- **Listing**
━━━━━━━━━━━━━━━━━━━━━━━━━━━━━━
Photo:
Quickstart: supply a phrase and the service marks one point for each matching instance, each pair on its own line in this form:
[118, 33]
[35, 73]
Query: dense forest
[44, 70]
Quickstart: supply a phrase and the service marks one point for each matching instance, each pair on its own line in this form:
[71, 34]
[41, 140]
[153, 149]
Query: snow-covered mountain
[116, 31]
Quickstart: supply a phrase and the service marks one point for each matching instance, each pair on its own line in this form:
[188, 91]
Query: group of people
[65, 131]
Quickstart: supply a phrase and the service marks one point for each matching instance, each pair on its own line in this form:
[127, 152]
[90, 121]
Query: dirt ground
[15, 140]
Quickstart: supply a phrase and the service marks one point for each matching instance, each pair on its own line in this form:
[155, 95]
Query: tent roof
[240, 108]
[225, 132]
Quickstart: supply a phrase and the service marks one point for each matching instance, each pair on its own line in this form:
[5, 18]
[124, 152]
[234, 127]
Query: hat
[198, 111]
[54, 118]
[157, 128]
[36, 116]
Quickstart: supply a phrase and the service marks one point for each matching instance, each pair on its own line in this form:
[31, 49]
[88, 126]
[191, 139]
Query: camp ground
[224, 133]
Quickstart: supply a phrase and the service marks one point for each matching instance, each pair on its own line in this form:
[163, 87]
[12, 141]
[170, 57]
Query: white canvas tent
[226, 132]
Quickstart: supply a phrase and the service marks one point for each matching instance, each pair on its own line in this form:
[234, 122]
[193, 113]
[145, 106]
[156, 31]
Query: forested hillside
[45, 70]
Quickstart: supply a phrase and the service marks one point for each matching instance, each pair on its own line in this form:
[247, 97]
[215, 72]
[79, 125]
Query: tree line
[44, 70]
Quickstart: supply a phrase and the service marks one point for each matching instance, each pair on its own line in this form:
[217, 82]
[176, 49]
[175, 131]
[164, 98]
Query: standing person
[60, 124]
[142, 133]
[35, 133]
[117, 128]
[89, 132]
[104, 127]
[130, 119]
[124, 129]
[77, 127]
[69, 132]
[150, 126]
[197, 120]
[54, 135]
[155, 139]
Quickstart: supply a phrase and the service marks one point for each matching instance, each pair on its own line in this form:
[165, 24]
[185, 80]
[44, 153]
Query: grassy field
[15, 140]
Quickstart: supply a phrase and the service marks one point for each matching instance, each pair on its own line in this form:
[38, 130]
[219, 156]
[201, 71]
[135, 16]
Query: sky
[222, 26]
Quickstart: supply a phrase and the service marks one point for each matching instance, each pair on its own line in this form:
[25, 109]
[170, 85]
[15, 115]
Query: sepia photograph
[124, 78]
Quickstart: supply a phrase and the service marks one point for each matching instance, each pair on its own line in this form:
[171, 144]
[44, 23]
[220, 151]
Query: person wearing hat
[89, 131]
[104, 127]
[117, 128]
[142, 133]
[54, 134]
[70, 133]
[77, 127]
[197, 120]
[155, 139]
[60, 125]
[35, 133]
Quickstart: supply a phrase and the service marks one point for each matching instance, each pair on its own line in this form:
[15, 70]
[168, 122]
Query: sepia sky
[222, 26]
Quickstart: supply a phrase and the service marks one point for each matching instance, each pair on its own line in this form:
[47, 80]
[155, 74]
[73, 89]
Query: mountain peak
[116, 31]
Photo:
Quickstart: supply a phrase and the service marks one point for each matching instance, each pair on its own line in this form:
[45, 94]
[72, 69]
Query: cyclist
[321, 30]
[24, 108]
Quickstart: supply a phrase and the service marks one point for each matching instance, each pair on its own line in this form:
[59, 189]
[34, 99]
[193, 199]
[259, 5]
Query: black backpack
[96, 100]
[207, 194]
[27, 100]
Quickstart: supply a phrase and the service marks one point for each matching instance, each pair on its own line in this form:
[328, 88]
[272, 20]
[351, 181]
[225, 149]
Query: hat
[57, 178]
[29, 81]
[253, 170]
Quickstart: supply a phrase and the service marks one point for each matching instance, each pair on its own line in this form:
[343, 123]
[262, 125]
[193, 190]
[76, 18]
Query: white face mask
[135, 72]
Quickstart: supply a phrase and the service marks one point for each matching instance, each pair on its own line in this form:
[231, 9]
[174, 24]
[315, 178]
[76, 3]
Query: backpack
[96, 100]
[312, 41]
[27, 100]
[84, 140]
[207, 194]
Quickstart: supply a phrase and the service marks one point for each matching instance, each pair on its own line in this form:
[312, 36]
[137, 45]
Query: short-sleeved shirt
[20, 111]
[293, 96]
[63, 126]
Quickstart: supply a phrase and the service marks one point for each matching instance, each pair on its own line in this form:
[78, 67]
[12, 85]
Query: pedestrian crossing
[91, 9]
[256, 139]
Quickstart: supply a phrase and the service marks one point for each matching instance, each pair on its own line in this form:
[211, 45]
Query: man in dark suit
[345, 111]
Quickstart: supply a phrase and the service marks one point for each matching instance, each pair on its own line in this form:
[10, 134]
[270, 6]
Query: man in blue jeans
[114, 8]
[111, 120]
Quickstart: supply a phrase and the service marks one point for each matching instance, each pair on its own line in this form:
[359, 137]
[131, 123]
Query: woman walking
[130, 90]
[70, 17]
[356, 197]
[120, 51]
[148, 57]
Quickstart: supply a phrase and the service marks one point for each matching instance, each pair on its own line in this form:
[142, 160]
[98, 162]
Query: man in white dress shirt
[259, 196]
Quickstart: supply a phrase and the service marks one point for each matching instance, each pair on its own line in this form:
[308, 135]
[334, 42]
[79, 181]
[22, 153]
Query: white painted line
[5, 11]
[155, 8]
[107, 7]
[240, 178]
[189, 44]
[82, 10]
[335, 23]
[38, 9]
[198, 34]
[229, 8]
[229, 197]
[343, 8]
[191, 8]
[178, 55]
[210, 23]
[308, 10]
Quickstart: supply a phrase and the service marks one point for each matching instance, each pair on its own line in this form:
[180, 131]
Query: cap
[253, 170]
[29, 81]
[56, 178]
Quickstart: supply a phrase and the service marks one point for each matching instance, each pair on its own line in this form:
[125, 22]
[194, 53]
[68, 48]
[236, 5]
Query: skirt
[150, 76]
━━━━━━━━━━━━━━━━━━━━━━━━━━━━━━
- **What is needed**
Please list every line above that contains the string "shirt", copying each one in full. Case counts.

- **Expected answer**
Query: short-sleeved shirt
Query: man in white dress shirt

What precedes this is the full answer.